## Text section

::::::

In this regard, Reference 1 is deficient.
The finish specifications given for the retaining ring (Part Number SLR-D1210-222, Appendix A, pg. 2) are at best very very rough. The 63 and 32 outside diameter surface finishes for the cage (Appendix A, pg. 3) are also relatively rough for critical parts such as these.
However, the cage outside diameter surface finish is probably relatively unimportant compared to that of the ball pockets. All parts which touch the ball bearings themselves and the inner and outer raceway critical surfaces should have RMS surface finishes of 4.0 or better.
In particular, the cage ball pockets, the sintered bronze lubricant reservoirs, and other surfaces of the cage which rub or roll against the inner or outer races should have RMS surface finishes of 4.0 or better, but certainly no rougher than RMS 10 at the very worst. The retalning ring specified surface finish (63 RMS original,125 RMS replacement) is probably not critical.
The actual surface finish is probably much better than this.
However, lacking the lack of surface finish data for other critical parts is an error of omission for a design parameter which strongly influences bearing life and
" breakaway torque", the primary failure mechanism of this entire control rod device. A 125 RMS surface finish is typically what results from a rough lathe turning or roughing cut on a milling machine with no surface polishing or sanding.
In order to facilitate comparison of original and replacement bearings, all critical. surfaces should have a listing of both specified and-actual as-measured surface finishes. While it may be that the replacement bearings have critical surface finishes equal to or better than the original bearings, Reference 1 provides no evidence of this.

::::::

## Source data
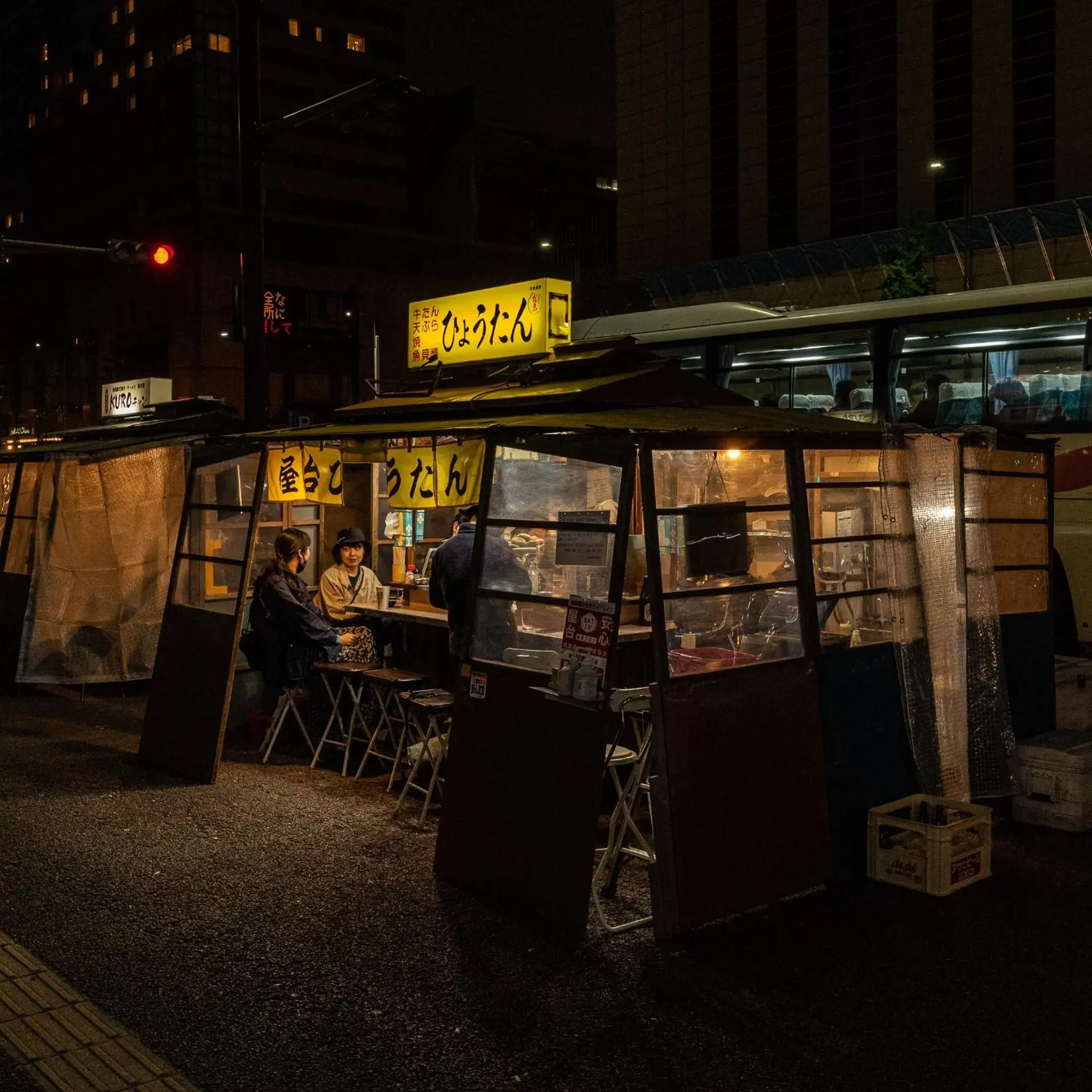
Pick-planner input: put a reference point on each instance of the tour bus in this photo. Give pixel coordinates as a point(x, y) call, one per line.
point(1018, 358)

::::::

## Required work
In the bearing surface finish text, rewrite the passage starting at "In particular, the" and ending at "better than this.", changing "cage ball pockets" to "cage ball recesses". Rely only on the text for what follows.

## Response
In particular, the cage ball recesses, the sintered bronze lubricant reservoirs, and other surfaces of the cage which rub or roll against the inner or outer races should have RMS surface finishes of 4.0 or better, but certainly no rougher than RMS 10 at the very worst. The retalning ring specified surface finish (63 RMS original,125 RMS replacement) is probably not critical.
The actual surface finish is probably much better than this.